→ **Do this**:
In full and without deviation, write out the entries that follow.

Records from a dataset:
-- START --

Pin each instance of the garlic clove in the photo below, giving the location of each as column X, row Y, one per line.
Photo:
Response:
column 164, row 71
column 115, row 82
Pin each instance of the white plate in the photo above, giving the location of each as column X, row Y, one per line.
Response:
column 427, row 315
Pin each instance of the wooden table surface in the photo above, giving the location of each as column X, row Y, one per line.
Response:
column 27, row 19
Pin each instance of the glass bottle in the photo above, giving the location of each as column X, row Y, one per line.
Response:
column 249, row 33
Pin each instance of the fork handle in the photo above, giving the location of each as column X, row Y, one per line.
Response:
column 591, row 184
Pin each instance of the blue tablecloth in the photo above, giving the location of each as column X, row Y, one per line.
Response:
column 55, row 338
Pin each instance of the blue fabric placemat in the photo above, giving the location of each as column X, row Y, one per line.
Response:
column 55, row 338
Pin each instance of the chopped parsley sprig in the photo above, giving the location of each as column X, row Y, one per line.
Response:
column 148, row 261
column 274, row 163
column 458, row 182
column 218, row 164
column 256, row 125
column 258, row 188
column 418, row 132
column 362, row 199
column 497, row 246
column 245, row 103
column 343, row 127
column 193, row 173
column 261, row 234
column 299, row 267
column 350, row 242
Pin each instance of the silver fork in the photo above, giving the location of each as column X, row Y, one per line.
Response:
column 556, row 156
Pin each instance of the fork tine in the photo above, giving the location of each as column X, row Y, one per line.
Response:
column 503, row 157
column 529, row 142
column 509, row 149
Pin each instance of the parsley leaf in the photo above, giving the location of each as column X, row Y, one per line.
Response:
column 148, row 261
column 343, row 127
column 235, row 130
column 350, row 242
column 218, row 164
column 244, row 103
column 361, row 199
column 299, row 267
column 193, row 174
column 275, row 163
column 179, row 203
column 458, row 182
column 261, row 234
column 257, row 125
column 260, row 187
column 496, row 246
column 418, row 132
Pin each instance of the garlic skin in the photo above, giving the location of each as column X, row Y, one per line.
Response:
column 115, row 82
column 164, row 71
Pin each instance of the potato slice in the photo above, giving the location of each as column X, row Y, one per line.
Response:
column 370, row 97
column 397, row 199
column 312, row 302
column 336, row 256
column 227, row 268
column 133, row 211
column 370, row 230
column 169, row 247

-- END --

→ **Written solution**:
Pin each instance of the garlic clove in the photo below, giving the location of each as column X, row Y, one per line.
Photo:
Response:
column 164, row 71
column 115, row 82
Pin each instance of the white plate in the photo above, giving the location of each as column X, row Y, one per line.
Response:
column 427, row 315
Pin each instance of the wooden table surface in the photo above, giving the location of each as column X, row Y, one per line.
Response:
column 27, row 19
Pin each instance of the glass bottle in the photo above, giving the location of each as column X, row Y, one per line.
Response:
column 249, row 33
Pin each instance of the fork handle in the photo above, giving the location of each as column X, row Y, one per line.
Response:
column 591, row 184
Pin each instance of the blue tablecloth in the photo above, giving the location of each as column X, row Y, one per line.
Response:
column 55, row 338
Pin each instance of the blue fabric placemat in the photo above, giving the location of each as column X, row Y, one per line.
Response:
column 55, row 338
Pin each instance of the chopped parsley sprig in the photo above, giving the location of each as column X, row Y, one per line.
Response:
column 148, row 261
column 274, row 163
column 458, row 182
column 218, row 164
column 256, row 125
column 258, row 188
column 418, row 132
column 362, row 199
column 497, row 246
column 245, row 103
column 343, row 127
column 193, row 173
column 261, row 234
column 299, row 267
column 350, row 242
Pin each instance of the silver fork in the photo above, giving the location of each as column X, row Y, one per line.
Response:
column 556, row 156
Pin each instance of the fork tine in the photo above, giving the location of each as column X, row Y, one per line.
Response:
column 503, row 157
column 529, row 142
column 509, row 149
Pin each instance of the parsley leaf in the photo above, giving the location of each as column X, row Y, one per line.
Response:
column 148, row 261
column 343, row 127
column 235, row 130
column 350, row 242
column 218, row 164
column 244, row 103
column 361, row 199
column 299, row 267
column 193, row 174
column 275, row 163
column 179, row 203
column 458, row 182
column 261, row 234
column 257, row 125
column 260, row 187
column 496, row 246
column 418, row 132
Pin each instance of the garlic skin in the photo above, giving the location of each as column X, row Y, one per line.
Response:
column 115, row 82
column 164, row 71
Pin each instance of the potato slice in the photo above, giving the location of each as column X, row Y, one per line.
Response:
column 370, row 97
column 397, row 199
column 312, row 302
column 336, row 256
column 227, row 268
column 133, row 211
column 370, row 230
column 169, row 247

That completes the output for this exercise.